[BEGIN Available data]
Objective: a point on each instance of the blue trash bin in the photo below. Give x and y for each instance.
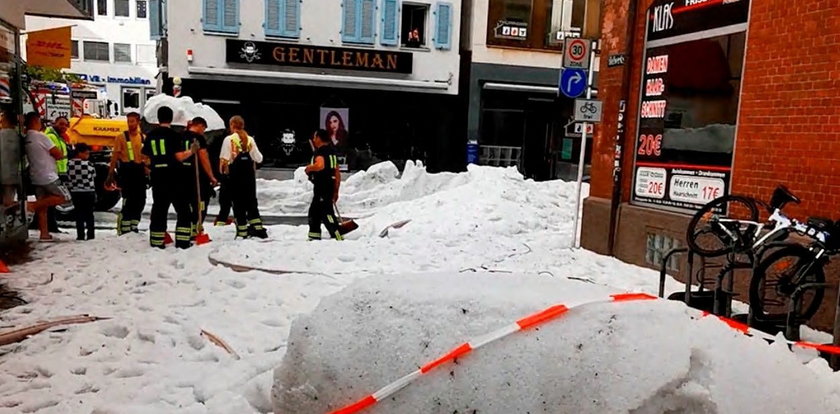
(472, 152)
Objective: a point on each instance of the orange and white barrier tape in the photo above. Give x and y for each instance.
(746, 330)
(467, 347)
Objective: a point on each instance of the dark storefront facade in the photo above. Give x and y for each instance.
(380, 94)
(517, 117)
(515, 112)
(380, 125)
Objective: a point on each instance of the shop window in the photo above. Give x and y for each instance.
(142, 9)
(146, 54)
(221, 16)
(358, 21)
(690, 93)
(131, 98)
(282, 18)
(157, 19)
(541, 24)
(121, 8)
(97, 51)
(122, 52)
(149, 94)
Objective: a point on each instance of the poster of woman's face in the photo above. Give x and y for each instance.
(336, 121)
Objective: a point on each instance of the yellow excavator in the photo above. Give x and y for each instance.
(99, 134)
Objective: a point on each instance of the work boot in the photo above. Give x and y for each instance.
(258, 233)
[END Available data]
Task description — Return word for word the lines of the records from the line containing "Objective: a point on each instance of the shop" through the end of the records, both ends included.

Full response —
Objective: a point on each instance of the shop window in the photo above. Give x and y for each instance.
(142, 9)
(146, 54)
(221, 16)
(358, 21)
(690, 93)
(131, 98)
(282, 18)
(157, 19)
(541, 24)
(121, 8)
(97, 51)
(122, 52)
(149, 94)
Objective: a point on each instance of the poster of woman's face in the photo above. Give x and y for each instance.
(336, 121)
Objective: a point on each instance of the yellow excavator in the photo above. Give x and y for each instance.
(99, 134)
Objective: a point on each instance of the work boot in the photo above. Give x and y for each instance.
(258, 233)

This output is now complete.